- _Text for analysis_
___
This does not work in CC Mode, since although there is an open string
marker (with a string fence syntax-table property on it) this is
"closed" (from parse-partial-sexp's point of view) by the string fence
property on the newline at the end of the line.
electric-pair--unbalanced-strings-p thus returns the wrong result.

A more suitable algorithm might look something like this: check whether
the newly inserted " has a string fence syntax-table text property.
(Its insertion will have already triggered the before- and
after-change-functions which set this property.)  If so, there is an
open string.  Of course, this only applies to CC Mode modes.

-- 
Alan Mackenzie (Nuremberg, Germany).




Information forwarded to bug-gnu-emacs <at> gnu.org:
bug#36474; Package emacs. (Tue, 02 Jul 2019 16:05:01 GMT) Full text and rfc822 format available.

Message #8 received at 36474 <at> debbugs.gnu.org (full text, mbox):

From: Alan Mackenzie <acm <at> muc.de>
To: João Távora <joaotavora <at> gmail.com>
Cc: 36474 <at> debbugs.gnu.org
Subject: Re: Algorithm in electric-pair--unbalanced-strings-p unsuitable for
 CC Mode
Date: Tue, 2 Jul 2019 16:04:10 +0000
On Tue, Jul 02, 2019 at 15:13:35 +0100, João Távora wrote:
>  > Hello João and Emacs.
___
- _Material supplied_

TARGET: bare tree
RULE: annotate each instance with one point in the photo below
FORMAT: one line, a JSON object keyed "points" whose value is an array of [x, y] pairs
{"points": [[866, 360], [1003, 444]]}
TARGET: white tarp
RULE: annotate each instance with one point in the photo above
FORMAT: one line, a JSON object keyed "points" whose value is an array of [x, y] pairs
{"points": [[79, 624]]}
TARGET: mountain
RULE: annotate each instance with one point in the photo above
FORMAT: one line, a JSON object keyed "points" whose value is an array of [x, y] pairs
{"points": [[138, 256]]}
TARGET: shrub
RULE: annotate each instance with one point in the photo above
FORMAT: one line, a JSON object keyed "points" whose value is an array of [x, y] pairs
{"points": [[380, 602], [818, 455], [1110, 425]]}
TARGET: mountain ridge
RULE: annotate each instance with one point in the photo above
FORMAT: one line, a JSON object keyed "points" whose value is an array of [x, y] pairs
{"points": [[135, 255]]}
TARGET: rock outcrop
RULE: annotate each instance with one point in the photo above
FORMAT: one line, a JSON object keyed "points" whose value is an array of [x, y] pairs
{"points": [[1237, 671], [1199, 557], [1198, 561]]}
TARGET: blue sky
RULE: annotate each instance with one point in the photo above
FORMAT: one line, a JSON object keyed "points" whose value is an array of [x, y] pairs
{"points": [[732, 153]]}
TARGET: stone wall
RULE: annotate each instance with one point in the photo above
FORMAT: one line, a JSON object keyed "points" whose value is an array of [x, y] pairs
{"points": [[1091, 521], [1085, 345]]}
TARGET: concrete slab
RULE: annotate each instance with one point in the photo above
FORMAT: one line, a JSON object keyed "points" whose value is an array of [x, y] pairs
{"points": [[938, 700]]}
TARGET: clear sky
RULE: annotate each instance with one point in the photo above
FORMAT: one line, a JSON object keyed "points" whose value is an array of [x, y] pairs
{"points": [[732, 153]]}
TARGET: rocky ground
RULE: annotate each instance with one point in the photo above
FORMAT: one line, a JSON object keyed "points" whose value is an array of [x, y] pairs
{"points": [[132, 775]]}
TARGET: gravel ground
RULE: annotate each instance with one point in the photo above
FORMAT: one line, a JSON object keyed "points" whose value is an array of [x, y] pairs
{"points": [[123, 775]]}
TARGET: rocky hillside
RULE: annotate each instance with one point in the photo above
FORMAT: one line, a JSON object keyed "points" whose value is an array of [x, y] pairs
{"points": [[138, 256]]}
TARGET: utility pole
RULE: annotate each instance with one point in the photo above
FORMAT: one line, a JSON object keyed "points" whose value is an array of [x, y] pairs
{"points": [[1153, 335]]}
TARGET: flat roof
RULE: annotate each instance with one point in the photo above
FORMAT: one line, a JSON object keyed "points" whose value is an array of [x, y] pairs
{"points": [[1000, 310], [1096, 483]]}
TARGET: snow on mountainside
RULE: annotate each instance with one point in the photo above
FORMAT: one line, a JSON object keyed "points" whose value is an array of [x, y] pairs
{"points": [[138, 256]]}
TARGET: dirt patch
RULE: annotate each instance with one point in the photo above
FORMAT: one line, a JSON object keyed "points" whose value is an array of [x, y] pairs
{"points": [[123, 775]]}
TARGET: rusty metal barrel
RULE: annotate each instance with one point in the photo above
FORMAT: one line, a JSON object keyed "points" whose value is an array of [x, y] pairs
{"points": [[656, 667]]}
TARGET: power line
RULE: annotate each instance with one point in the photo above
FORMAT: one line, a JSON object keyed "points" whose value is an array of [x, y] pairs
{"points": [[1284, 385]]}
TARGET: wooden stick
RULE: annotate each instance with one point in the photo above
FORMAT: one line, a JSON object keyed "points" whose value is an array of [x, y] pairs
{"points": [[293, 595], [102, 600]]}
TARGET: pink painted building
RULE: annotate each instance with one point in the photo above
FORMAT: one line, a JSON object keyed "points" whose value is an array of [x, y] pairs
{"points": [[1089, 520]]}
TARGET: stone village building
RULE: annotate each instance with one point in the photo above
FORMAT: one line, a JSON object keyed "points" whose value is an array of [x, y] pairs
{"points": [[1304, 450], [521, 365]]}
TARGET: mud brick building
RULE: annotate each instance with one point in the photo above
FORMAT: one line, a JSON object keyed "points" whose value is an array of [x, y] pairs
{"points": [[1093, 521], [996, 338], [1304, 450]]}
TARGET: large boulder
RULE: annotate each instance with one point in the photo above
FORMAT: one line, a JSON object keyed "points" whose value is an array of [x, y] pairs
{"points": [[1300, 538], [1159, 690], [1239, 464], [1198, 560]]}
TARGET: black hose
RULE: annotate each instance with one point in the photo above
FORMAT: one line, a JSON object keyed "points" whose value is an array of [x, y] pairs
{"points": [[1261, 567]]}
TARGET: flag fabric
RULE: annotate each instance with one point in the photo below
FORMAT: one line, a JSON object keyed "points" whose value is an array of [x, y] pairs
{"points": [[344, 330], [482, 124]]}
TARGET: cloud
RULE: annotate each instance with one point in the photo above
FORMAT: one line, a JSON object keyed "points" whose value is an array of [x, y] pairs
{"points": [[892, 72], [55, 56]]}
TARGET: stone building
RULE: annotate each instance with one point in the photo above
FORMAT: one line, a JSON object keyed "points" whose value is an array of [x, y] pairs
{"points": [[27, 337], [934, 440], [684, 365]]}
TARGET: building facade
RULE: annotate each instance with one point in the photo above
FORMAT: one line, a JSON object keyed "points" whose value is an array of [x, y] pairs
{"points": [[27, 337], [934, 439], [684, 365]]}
___
- _Activity list_
**a)** Reproduce the passage of the CC Mode bug thread starting with "electric-pair--unbalanced-strings-p thus returns" and going on through "Mackenzie (Nuremberg, Germany).".
**b)** Answer these questions from the CC Mode bug thread, one answer per line:
(i) Which function returns the wrong result?
(ii) What number does the bug carry?
(iii) In what city and country is Alan Mackenzie located?
**c)** Pick up the CC Mode bug thread from where it stops and continue it.
The records are separate material and have no connection to the CC Mode bug thread.

- _Results of the exercise_
**a)**
electric-pair--unbalanced-strings-p thus returns the wrong result.

A more suitable algorithm might look something like this: check whether
the newly inserted " has a string fence syntax-table text property.
(Its insertion will have already triggered the before- and
after-change-functions which set this property.)  If so, there is an
open string.  Of course, this only applies to CC Mode modes.

-- 
Alan Mackenzie (Nuremberg, Germany).

**b)**
(i) electric-pair--unbalanced-strings-p
(ii) 36474
(iii) Nuremberg, Germany

**c)**
> Hello Alan and Emacs,

> On Tue, Jul 2, 2019 at 2:16 PM Alan Mackenzie <acm <at> muc.de> wrote:

> > This is a follow up bug to bug #36423: 27.0.50; electric-pair-mode not
> > working properly depending of file content.

> [did you mean to copy bug-gnu-emacs <at> gnu.org, or emacs-devel <at> gnu.org?
> I'm assuming the latter and correcting]

No, it's a bug, therefore I submitted a bug report.

> > Start the Emacs master (up to date state as of 2019-07-02T14:30 +0000)
> > with emacs -Q, put the following in a C++ Mode buffer and enable
> > electric-pair-mode:

> > "foo\n

> > .  Type a " at the end of foo.  electric-pair-mode wrongly inserts two
> > "s.

> > Diagnosis: electric-pair--unbalanced-strings-p works after the (single)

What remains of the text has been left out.